Post

Movie Genre Trend Analysis (2010-2020)

End To End Data Enginnering Project on IMDB Dataset

Movie Genre Trend Analysis (2010-2020)

Movie Genre Trend Analysis (2010-2020)

Project Overview

This project aims to analyze the trends in movie genres over the years from 2010 to 2020. By leveraging the IMDb API, we collect movie data, store it in a SQL database, and perform detailed analysis to uncover insights into how movie genres have evolved over the decade. The final output is a web-based dashboard deployed on the Streamlit Cloud platform, providing an interactive and visually appealing overview of the analysis.

Project Workflow

1. Data Collection

  • IMDb API Integration: Use an IMDb API key to fetch movie data, including details such as title, release year, genre, ratings, and more.
  • Data Extraction: Extract data for movies released between 2010 and 2020.

2. Data Storage

  • SQL Database: Store the collected movie data in a SQL database for efficient querying and management.

◆ Supplied data:
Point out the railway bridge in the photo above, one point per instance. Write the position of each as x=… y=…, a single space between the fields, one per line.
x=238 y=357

◆ Instructions for the task:
Retype the movie genre trend analysis project page in full, with every word, line break, and spelling unchanged.

◆ Correct output:
Post

Movie Genre Trend Analysis (2010-2020)

End To End Data Enginnering Project on IMDB Dataset

Movie Genre Trend Analysis (2010-2020)

Movie Genre Trend Analysis (2010-2020)

Project Overview

This project aims to analyze the trends in movie genres over the years from 2010 to 2020. By leveraging the IMDb API, we collect movie data, store it in a SQL database, and perform detailed analysis to uncover insights into how movie genres have evolved over the decade. The final output is a web-based dashboard deployed on the Streamlit Cloud platform, providing an interactive and visually appealing overview of the analysis.

Project Workflow

1. Data Collection

  • IMDb API Integration: Use an IMDb API key to fetch movie data, including details such as title, release year, genre, ratings, and more.
  • Data Extraction: Extract data for movies released between 2010 and 2020.

2. Data Storage

  • SQL Database: Store the collected movie data in a SQL database for efficient querying and management.